__ARTICLE__.
---

Natacha Polony regrette que les enfants d’aujourd’hui lisent plus souvent Titeuf que Pagnol, Daudet ou d’autres classiques des Lettres françaises. C’est son droit le plus strict d’en être chagrinée. Mais on peut s’étonner de son argumentation. Elle ne cherche pas à établir de hiérarchie entre les œuvres, elle ne discute pas de leur valeur respective (enfin : elle ne le fait pas ouvertement, mais s’affliger de la présence de Titeuf dans une bibliothèque de collège en dit suffisamment long sur l’opinion qu’elle en a), elle avance masquée et fait mine de disqualifier la bande dessinée en tant que lecture.

La bande dessinée n’est pas la littérature, c’est entendu. Ou, formulé autrement : la littérature dessinée n’est pas la littérature écrite. Töpffer déjà les différenciait, mais en les plaçant l’une à côté de l’autre, comme d’eux formes d’expression concurrentes : « L’on peut écrire des histoires avec des chapitres, des lignes, des mots : c’est de la littérature proprement dite. L’on peut écrire des histoires avec des successions de scènes représentées graphiquement : c’est de la littérature en estampes. »

---

__ENREGISTREMENTS__.
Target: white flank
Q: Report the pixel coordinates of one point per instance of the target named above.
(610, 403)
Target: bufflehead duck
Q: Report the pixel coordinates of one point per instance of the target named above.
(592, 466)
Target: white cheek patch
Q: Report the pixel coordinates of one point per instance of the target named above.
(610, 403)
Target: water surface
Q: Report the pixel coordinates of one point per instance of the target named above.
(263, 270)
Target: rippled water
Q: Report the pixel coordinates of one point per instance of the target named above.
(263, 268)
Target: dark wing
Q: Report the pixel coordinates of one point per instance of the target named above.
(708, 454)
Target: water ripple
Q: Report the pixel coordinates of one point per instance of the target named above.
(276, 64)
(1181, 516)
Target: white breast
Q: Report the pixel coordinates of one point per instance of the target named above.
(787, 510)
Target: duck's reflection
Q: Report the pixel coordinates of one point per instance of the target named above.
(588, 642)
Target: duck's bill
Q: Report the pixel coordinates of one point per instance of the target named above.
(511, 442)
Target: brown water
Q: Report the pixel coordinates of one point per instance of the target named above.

---

__CONSIGNE ÉCRITE A__. Dans la citation de Töpffer reproduite dans l'article, relevez les moyens qui servent à écrire des histoires relevant de la littérature proprement dite.
__CONSIGNE ÉCRITE B__. Poursuivez l'article sur la bande dessinée et la littérature après sa dernière phrase.

__RÉPONSE ATTENDUE A__. Des chapitres, des lignes, des mots.

__RÉPONSE ATTENDUE B__.
Bien sûr que l’enfant peut commencer par lire des bandes dessinées pour s’ouvrir ensuite à d’autres livres (l’expérience de bien des parents en atteste) ! Mais ce n’est pas pour autant la vocation de la bande dessinée que de servir de marche-pied à la littérature. Et il n’est pas non plus interdit à un adulte lettré, ayant beaucoup fréquenté les classiques, de continuer par ailleurs à lire avec plaisir et intérêt des bandes dessinées.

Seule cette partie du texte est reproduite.